[Begin AVAILABLE RECORDS]

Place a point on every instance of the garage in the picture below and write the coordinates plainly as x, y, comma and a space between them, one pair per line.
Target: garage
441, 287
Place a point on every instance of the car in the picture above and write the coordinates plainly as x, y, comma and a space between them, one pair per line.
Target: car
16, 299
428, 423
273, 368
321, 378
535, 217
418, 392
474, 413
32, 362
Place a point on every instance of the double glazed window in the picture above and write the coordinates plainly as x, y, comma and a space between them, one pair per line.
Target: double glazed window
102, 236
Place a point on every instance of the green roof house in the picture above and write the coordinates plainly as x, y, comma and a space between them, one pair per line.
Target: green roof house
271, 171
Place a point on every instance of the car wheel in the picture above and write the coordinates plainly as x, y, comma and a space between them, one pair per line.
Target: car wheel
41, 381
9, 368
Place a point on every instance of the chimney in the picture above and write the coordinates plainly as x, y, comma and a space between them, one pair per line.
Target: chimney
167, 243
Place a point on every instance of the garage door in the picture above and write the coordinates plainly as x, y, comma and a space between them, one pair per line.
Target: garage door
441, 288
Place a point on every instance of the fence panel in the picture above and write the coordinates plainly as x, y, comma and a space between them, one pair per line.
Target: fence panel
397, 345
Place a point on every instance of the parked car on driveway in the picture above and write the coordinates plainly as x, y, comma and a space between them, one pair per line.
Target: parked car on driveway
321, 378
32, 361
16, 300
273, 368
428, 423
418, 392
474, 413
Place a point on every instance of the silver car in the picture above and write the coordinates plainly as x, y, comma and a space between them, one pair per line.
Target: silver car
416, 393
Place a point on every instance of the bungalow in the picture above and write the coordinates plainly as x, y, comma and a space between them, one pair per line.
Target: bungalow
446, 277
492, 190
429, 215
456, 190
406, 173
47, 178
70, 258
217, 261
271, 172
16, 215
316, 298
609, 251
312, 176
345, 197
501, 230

[End AVAILABLE RECORDS]

* [PROBLEM REQUIREMENTS]: Rewrite all the records with every "Place a point on" changed to "Put a dot on", leaving everything else as it is.

* [ANSWER IN FULL]:
Put a dot on every instance of the garage in the picture below and write the coordinates plainly as x, y, comma and a space between them, one pair per line.
Target: garage
441, 287
Put a dot on every instance of the car in the picture above and write the coordinates plainly as x, y, comma and a space between them, one pair per line.
Target: car
16, 299
428, 423
273, 368
321, 378
535, 217
418, 392
474, 413
32, 362
Put a dot on every instance of the double glazed window in the picture above and write the coordinates plainly as x, y, comma and a space between them, one pair per line.
Target: double glazed window
102, 236
Put a dot on every instance of the green roof house in the picture above and write the coordinates plainly as x, y, comma and a space between them, one pair per line.
Target: green roof house
271, 171
Put a dot on every instance of the car wheel in the picture above and write the coordinates plainly as x, y, comma and a space between them, one pair per line.
Target: car wheel
41, 381
9, 368
Put a dot on every instance of the chimney in the picture above and write the coordinates plainly as x, y, comma and a space between them, one pair per line.
Target: chimney
167, 243
Put a dot on every instance of the garage door in the picture above and write the coordinates plainly as x, y, comma and a space between them, one pair per line.
Target: garage door
441, 288
Put a dot on every instance of the fence panel in the picture above and write the coordinates plainly as x, y, comma and a space between them, one pair per line.
Target: fence panel
397, 345
Put a dot on every instance of the parked car on driveway in the picture above and write the coordinates plainly as x, y, comma and a space between them, one pair per line.
Target: parked car on driveway
321, 378
32, 361
16, 300
273, 368
428, 423
418, 392
474, 413
Put a dot on every instance of the silver car in the picture above and write the coordinates plainly as x, y, comma and a space between them, one pair per line.
Target: silver car
416, 393
Put a dot on every instance of the bungalow in the picture above and write the coordinates plainly as x, y, comma and a space between them, one pair per line.
Target: bungalow
446, 277
492, 190
429, 215
456, 190
406, 173
47, 178
70, 258
217, 261
271, 172
16, 215
316, 298
609, 251
312, 176
345, 197
501, 230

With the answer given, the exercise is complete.